Singapore: Economy performs well in Q2 despite cooling from Q1, according to an advance estimate
A preliminary estimate by the Ministry of Trade and Industry released on 13 July showed that in the second quarter the economy grew 1.0% in quarter-on-quarter seasonally-adjusted terms (SAAR), down from a revised 1.5% in Q1 (previously reported: +1.7% quarter-on-quarter). On an annual basis, the economy expanded 3.8%, down from Q1’s revised 4.3% (previously reported: +4.4% year-on-year).
The manufacturing and services sectors drove growth in the quarter. Manufacturing grew a robust 8.6% year-on-year (Q1: +9.7% yoy), led by the electronics and biomedical clusters and supported by strong international trade flows and healthy global growth. The services sector expanded 3.4% (Q1: +4.0% yoy), led by the finance and insurance; and wholesale and retail trade sub-sectors, with retail trade likely aided by a solid labor market. In contrast, the construction sector continued to contract sharply (Q2: -4.4% yoy; Q1: -5.2% yoy), on limp activity in the private sector.
Annual economic growth will likely moderate heading into H2—partly on a less favorable base effect—although the expansion for 2018 overall will still be notable. The manufacturing sector will likely begin to lose some steam on tough year-on-year comparatives, while recently announced measures to cool the property market could further depress the construction sector. However, private and public consumption should partially compensate, supported by a tight labor market, higher wages and a more expansionary fiscal stance. The risk of recent tit-for-tat tariffs turning into a full-blown trade war between the U.S. and China presents the principal downside risk to Singapore’s growth outlook.

************

▶ [WHAT IS REQUIRED] According to the text on Singapore's economy, by how much did the construction sector contract year-on-year in the second quarter? Rely only on the text about Singapore's Q2 economy.

Saved data entries:
************

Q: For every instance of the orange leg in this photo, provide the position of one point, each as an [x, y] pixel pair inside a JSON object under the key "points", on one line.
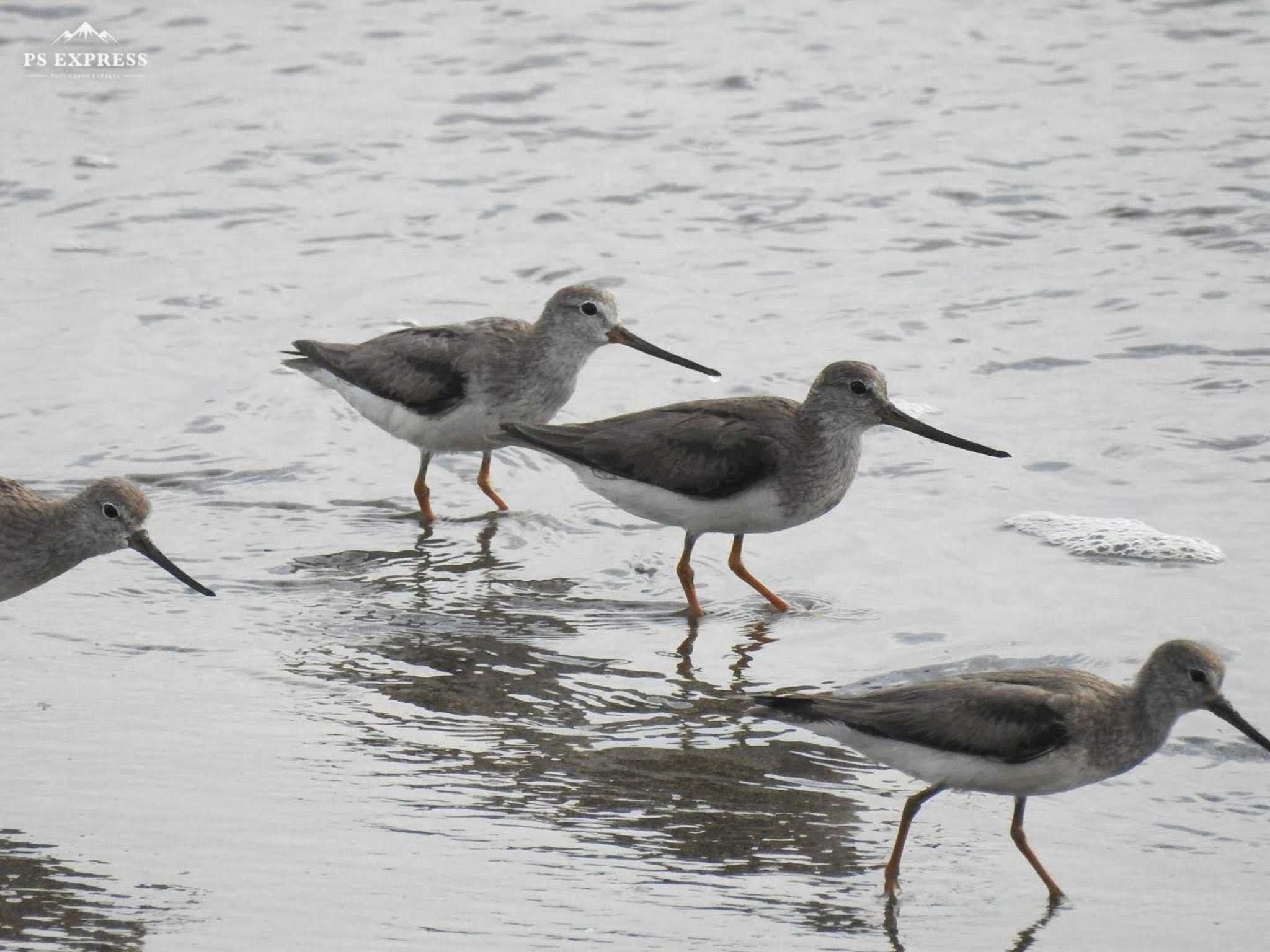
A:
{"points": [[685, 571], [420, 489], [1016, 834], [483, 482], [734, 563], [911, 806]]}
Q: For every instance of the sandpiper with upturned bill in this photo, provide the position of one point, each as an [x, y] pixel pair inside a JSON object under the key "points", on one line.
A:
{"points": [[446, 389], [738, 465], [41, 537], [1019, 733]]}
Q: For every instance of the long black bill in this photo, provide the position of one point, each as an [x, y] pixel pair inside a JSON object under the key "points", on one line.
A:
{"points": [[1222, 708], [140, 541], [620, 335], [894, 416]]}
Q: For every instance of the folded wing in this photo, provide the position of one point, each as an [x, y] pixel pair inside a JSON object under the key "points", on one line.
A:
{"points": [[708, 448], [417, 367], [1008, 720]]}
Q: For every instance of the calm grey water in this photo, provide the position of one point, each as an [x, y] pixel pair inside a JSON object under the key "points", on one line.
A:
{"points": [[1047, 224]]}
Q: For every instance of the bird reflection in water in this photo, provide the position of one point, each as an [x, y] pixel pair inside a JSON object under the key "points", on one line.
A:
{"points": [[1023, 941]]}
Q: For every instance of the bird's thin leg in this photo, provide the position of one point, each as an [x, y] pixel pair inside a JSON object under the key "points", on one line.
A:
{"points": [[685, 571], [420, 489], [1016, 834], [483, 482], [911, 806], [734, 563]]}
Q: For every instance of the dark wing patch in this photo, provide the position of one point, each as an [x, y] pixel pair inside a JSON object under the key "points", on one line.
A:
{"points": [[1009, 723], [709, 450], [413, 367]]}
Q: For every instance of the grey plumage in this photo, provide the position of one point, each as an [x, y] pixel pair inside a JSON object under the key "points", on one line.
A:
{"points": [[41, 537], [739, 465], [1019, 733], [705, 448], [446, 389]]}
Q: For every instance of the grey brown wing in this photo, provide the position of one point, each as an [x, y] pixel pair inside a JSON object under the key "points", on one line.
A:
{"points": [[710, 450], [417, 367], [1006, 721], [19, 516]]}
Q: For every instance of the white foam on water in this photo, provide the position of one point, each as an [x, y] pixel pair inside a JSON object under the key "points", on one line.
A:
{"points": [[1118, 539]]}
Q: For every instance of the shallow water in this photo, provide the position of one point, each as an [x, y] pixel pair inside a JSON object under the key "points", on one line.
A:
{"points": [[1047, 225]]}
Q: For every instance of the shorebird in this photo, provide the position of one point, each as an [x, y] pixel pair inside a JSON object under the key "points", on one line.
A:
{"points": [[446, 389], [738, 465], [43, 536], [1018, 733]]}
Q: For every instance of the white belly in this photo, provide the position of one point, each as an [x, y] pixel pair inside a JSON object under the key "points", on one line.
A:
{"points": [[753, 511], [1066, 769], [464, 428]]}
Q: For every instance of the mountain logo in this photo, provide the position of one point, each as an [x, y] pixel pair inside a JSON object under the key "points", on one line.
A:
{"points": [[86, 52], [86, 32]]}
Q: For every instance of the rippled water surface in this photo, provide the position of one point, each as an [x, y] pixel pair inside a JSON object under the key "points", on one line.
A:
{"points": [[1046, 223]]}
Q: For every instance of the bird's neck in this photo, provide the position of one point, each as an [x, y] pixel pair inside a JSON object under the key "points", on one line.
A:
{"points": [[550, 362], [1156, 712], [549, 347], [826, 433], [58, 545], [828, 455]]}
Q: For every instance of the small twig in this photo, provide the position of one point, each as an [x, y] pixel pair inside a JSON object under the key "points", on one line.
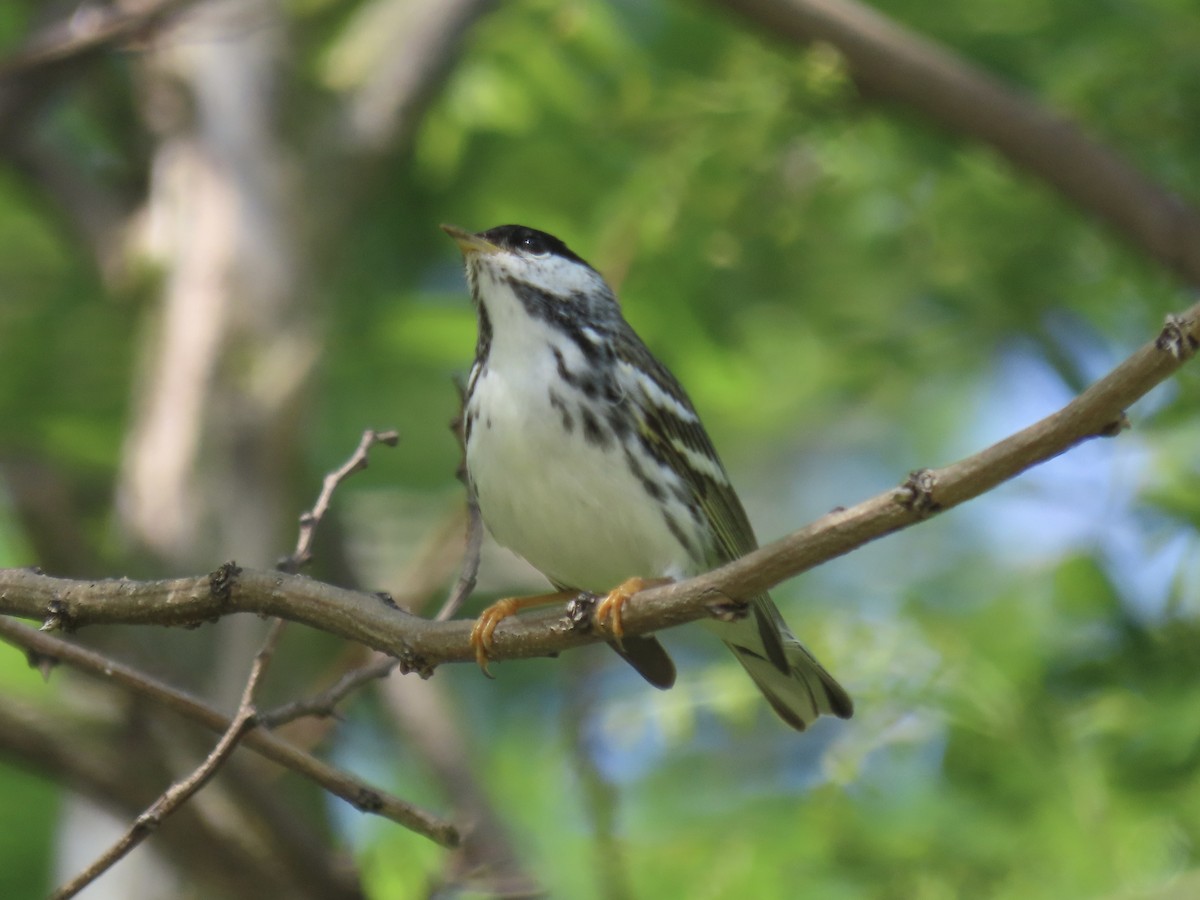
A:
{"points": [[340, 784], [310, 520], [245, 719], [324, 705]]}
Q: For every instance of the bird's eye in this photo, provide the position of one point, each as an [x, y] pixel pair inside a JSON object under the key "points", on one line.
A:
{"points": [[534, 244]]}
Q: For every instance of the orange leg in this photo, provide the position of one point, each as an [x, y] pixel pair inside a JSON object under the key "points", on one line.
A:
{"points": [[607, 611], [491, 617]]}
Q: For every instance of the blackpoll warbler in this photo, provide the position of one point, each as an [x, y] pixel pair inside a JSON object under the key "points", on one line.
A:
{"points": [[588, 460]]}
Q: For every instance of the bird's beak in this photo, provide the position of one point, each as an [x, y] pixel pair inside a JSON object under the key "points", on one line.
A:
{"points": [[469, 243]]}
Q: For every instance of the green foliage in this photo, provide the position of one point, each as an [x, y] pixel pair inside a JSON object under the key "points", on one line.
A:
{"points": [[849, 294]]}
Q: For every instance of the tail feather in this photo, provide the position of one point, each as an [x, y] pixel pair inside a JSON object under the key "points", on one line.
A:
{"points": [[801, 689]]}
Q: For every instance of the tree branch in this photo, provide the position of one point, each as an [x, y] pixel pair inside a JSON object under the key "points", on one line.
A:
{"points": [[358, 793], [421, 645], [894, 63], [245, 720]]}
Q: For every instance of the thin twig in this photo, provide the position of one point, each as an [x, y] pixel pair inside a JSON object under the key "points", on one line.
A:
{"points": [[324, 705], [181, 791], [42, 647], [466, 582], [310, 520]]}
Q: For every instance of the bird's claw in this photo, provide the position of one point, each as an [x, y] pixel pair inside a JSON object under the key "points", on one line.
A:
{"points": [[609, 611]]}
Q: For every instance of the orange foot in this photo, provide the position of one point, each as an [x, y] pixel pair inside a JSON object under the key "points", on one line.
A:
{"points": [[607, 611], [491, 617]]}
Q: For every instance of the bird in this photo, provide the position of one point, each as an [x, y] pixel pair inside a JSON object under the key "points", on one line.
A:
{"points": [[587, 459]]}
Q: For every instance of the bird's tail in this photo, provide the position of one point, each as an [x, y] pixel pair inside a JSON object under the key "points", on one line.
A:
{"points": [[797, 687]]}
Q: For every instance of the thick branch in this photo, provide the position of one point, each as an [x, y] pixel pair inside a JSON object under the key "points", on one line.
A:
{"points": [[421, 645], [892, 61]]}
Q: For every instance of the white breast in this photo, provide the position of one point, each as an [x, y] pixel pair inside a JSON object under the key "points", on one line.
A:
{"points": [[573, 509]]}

************

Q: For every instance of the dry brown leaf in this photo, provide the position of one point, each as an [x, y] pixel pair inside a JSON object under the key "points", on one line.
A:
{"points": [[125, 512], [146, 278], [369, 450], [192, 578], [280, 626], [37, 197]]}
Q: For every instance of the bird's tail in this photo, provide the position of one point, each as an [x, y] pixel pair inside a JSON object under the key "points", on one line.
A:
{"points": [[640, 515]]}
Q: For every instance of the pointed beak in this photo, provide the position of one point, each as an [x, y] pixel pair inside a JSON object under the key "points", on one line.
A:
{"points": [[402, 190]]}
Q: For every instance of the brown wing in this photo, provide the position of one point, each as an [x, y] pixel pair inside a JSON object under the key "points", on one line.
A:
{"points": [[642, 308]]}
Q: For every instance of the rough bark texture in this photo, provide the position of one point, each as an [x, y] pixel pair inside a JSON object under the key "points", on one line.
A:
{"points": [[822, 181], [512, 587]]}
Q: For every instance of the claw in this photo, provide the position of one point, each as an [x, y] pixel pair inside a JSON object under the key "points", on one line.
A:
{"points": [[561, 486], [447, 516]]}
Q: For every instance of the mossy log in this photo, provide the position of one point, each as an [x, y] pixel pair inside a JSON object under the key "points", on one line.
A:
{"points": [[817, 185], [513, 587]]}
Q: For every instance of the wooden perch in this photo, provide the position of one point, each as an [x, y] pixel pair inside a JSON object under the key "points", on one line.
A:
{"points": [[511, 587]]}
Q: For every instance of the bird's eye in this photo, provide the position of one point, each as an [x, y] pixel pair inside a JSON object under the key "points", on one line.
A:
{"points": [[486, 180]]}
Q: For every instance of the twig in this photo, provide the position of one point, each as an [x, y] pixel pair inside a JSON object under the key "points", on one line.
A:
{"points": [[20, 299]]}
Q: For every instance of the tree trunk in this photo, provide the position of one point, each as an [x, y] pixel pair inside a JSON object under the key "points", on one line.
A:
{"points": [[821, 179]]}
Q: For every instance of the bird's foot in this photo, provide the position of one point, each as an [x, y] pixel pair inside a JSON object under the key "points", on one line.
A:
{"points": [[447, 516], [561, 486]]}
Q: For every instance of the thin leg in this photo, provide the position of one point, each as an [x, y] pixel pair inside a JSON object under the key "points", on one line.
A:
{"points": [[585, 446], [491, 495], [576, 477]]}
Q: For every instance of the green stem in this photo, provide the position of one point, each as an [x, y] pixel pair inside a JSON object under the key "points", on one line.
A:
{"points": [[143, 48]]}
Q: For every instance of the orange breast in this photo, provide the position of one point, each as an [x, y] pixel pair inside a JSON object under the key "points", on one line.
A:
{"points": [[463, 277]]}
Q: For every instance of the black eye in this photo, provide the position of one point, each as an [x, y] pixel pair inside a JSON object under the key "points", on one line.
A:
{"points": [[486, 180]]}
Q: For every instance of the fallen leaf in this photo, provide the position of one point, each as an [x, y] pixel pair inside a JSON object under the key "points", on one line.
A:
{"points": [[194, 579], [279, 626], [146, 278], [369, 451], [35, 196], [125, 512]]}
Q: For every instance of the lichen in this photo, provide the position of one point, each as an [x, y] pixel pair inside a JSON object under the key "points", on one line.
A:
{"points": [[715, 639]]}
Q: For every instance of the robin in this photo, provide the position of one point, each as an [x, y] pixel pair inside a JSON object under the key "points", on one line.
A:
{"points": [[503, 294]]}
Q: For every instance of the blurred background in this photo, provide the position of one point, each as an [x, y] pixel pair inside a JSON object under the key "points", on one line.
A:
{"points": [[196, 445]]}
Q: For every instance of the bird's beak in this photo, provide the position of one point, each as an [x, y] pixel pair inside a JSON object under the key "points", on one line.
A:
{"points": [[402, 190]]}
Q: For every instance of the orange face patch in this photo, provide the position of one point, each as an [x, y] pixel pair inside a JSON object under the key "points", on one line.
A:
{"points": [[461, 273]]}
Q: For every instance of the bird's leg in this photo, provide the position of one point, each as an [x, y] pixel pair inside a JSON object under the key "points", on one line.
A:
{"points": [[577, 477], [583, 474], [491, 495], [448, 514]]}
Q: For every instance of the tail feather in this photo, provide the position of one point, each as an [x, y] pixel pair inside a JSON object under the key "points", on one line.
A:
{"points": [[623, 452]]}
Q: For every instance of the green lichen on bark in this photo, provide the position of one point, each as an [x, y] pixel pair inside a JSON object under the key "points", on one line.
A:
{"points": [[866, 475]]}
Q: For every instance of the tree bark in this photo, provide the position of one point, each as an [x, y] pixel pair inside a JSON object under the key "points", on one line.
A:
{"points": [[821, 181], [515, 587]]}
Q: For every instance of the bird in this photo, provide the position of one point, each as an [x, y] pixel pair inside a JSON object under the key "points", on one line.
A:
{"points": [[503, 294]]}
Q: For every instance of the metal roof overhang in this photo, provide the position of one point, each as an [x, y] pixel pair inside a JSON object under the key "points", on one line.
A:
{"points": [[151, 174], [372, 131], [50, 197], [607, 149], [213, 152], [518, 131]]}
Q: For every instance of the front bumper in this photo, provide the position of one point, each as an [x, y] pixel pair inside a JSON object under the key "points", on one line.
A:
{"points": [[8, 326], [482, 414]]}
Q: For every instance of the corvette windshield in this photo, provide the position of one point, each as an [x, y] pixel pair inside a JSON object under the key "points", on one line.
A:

************

▶ [RESULT OF THE EXERCISE] The construction sector contracted 4.4% year-on-year in the second quarter.